*Exercise details*.
The answer must consist of every line below containing "column".

Source data:
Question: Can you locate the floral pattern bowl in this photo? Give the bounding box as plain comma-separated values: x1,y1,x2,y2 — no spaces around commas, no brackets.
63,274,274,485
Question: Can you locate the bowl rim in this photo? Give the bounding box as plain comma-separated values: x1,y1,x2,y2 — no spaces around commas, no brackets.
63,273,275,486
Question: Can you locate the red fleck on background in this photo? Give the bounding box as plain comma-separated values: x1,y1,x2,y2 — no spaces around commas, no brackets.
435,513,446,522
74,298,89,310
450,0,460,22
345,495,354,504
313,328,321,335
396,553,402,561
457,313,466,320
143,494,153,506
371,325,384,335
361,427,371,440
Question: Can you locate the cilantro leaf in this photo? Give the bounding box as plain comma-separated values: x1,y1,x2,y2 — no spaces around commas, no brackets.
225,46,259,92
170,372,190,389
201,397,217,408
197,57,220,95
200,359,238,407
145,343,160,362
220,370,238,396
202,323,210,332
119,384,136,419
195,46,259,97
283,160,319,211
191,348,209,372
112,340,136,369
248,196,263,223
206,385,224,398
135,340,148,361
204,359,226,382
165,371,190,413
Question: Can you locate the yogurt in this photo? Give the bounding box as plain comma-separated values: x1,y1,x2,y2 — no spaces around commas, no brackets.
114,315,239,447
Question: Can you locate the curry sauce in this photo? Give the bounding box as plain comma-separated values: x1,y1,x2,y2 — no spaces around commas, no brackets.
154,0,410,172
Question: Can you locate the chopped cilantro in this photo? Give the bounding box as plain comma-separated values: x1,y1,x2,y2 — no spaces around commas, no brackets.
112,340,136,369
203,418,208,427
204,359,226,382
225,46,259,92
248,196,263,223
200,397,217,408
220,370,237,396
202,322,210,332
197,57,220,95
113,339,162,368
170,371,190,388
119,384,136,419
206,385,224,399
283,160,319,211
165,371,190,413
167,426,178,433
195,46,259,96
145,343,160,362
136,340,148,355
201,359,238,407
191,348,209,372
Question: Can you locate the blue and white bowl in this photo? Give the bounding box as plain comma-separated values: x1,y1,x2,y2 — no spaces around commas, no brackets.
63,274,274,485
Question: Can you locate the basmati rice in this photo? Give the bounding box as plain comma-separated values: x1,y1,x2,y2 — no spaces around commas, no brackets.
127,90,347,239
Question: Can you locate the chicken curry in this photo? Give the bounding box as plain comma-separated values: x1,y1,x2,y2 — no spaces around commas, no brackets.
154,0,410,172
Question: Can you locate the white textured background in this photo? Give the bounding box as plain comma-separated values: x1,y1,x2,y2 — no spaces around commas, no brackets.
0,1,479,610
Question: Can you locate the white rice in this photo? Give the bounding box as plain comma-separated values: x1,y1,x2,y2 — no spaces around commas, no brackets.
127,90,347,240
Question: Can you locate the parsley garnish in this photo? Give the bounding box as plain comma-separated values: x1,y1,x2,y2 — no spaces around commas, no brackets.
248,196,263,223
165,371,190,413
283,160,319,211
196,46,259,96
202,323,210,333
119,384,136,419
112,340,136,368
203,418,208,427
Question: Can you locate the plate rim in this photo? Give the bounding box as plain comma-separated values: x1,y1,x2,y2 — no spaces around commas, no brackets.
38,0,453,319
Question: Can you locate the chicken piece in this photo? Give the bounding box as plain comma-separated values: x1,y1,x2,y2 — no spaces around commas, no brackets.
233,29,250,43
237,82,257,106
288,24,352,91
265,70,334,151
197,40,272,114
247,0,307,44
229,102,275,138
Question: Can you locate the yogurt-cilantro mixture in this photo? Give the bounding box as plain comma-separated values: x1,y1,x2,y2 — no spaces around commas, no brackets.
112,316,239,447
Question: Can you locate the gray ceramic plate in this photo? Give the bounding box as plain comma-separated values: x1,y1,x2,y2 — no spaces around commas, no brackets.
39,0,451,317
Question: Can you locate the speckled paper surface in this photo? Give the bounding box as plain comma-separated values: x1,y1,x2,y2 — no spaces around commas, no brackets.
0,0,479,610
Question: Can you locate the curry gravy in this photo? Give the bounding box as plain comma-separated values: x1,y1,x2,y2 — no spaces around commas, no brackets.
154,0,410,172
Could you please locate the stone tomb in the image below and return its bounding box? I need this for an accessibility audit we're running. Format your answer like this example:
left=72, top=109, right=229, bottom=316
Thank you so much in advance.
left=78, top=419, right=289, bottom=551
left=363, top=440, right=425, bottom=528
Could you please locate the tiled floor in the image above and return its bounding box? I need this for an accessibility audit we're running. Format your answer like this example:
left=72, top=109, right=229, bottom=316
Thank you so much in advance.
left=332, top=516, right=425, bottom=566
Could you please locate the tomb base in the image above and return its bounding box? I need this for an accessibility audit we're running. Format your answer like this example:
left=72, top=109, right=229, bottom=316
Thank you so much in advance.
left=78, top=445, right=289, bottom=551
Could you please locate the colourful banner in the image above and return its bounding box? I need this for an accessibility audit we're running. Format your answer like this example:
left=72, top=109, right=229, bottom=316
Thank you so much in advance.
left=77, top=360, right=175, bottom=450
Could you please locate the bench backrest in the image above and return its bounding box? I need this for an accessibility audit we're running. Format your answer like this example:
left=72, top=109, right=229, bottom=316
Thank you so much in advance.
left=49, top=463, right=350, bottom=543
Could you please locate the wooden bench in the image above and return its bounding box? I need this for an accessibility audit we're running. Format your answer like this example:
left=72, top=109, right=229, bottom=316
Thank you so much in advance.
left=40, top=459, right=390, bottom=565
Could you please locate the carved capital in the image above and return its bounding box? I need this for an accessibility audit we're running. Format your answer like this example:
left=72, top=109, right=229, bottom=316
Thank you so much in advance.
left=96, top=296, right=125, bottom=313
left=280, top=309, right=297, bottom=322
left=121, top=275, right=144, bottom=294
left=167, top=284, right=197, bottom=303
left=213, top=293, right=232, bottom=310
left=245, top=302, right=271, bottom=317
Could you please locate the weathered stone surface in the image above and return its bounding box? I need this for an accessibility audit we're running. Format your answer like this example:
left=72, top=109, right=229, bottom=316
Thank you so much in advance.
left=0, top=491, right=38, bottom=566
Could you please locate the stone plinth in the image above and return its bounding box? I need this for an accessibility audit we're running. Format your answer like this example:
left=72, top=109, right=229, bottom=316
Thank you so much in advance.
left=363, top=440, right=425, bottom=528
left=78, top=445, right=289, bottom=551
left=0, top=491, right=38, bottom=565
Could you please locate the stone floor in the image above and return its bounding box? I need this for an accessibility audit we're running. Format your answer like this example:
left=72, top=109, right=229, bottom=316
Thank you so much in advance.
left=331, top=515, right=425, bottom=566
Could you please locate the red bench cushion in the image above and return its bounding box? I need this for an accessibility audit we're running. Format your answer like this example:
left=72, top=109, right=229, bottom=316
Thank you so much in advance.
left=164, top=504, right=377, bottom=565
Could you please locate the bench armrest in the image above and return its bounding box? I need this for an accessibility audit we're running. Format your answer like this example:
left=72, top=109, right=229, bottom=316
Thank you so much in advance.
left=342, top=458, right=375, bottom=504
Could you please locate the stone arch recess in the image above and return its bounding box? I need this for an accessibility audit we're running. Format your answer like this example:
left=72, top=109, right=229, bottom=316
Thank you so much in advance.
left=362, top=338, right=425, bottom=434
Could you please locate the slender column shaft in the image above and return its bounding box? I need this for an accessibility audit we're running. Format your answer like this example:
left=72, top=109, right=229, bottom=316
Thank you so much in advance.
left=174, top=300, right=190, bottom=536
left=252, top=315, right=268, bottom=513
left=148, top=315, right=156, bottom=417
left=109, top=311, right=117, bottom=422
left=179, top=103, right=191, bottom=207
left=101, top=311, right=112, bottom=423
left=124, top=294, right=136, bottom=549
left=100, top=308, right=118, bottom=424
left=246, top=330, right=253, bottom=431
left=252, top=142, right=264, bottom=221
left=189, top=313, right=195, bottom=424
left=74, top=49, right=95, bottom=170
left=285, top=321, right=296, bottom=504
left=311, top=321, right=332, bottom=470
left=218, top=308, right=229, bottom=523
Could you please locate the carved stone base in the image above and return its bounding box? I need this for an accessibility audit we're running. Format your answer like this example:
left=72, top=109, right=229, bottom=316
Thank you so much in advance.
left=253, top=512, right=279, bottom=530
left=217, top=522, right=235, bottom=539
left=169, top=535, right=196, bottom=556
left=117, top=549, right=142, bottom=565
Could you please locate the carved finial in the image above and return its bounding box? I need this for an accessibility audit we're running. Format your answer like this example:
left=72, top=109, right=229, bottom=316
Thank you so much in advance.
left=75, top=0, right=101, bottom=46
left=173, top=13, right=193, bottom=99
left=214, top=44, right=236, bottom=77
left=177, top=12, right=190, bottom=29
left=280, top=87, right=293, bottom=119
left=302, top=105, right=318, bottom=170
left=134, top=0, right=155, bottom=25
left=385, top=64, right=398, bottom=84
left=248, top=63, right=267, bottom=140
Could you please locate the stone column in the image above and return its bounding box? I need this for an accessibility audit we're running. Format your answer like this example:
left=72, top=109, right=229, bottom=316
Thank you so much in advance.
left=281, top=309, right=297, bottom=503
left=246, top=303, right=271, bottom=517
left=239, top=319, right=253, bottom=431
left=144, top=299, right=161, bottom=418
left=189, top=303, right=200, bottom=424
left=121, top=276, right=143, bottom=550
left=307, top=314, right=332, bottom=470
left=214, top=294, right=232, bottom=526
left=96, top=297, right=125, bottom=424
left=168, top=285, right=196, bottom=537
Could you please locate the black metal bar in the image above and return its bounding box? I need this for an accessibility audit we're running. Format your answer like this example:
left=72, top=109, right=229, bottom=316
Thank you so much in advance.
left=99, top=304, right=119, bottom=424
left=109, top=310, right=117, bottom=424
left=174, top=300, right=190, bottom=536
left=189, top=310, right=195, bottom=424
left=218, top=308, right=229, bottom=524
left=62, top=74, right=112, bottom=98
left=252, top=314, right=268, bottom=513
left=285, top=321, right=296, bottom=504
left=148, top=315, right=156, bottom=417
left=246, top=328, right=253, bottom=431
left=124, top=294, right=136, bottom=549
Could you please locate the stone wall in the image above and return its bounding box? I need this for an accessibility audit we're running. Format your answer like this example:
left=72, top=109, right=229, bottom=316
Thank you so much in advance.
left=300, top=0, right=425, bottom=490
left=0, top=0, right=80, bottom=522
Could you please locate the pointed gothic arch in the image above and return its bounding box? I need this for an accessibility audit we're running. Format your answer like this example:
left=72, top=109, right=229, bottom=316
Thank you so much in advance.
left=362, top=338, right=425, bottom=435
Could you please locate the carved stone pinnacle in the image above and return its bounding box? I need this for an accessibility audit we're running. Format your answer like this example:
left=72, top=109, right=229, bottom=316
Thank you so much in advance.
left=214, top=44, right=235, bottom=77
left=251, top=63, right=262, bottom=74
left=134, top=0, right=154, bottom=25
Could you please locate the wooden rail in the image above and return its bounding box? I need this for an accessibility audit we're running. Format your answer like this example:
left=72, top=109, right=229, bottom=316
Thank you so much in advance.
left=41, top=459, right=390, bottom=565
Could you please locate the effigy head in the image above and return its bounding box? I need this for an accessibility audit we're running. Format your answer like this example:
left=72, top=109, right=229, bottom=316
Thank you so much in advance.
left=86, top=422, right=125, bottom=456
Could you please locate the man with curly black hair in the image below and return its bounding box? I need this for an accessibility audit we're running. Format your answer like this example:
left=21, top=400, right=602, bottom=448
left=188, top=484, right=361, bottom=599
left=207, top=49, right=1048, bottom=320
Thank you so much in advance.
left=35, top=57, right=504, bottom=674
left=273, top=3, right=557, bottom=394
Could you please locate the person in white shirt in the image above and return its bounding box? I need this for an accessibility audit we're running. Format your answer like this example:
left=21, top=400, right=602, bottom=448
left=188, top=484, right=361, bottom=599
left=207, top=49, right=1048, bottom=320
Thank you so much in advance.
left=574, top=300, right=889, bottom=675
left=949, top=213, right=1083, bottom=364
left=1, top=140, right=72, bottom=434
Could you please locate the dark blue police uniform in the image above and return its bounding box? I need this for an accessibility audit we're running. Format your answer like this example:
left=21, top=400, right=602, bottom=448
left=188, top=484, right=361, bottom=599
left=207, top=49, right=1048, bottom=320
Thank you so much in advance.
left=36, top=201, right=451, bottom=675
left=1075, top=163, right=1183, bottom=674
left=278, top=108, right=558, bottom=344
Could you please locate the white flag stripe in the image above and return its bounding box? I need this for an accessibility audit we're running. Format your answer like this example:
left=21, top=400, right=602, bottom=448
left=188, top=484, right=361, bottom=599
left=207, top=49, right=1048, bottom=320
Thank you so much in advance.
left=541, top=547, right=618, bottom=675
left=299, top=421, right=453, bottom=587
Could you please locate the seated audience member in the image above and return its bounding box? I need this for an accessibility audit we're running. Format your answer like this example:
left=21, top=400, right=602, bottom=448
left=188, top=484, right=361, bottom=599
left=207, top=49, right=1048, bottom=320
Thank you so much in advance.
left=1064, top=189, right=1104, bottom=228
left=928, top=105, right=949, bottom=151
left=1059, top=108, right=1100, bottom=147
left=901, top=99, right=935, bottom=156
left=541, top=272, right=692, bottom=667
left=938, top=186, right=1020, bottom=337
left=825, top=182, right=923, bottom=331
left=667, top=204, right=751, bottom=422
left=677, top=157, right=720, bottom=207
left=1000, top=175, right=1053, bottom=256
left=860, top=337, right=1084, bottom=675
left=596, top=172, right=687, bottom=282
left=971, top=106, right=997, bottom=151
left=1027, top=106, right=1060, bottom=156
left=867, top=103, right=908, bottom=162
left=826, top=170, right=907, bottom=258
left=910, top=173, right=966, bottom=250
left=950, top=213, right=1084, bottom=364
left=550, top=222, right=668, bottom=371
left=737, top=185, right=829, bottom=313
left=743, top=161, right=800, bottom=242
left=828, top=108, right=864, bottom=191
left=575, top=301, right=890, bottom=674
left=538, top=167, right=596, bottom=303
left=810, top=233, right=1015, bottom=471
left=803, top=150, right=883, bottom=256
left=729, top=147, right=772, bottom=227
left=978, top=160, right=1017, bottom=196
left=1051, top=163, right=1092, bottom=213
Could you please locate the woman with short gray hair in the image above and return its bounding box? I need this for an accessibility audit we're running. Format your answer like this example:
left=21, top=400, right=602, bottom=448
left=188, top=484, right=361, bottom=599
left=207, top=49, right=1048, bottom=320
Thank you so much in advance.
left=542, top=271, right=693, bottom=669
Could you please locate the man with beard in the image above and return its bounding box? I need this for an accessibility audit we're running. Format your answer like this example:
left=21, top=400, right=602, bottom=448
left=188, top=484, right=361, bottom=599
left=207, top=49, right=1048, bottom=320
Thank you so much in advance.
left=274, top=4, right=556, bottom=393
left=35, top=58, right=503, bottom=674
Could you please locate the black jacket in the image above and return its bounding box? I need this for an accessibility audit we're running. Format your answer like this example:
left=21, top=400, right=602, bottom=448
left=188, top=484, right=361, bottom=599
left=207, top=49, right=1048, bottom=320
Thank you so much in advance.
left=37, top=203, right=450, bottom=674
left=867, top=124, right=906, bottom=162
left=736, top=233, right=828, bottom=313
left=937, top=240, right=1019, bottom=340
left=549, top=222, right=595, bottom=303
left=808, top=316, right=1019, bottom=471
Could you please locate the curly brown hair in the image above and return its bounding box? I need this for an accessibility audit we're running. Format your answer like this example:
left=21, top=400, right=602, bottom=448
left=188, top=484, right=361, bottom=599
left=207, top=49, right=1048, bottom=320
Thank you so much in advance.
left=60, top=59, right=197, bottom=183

*Result of this task*.
Could you please locate the slender column shaft in the image above and return its bounding box? I need this for an accessibility audit we're running. Format your answer like this example:
Could you please locate the stone column in the image above and return its bounding box? I need this for an accessibility audit we're running. Format your answer like this example:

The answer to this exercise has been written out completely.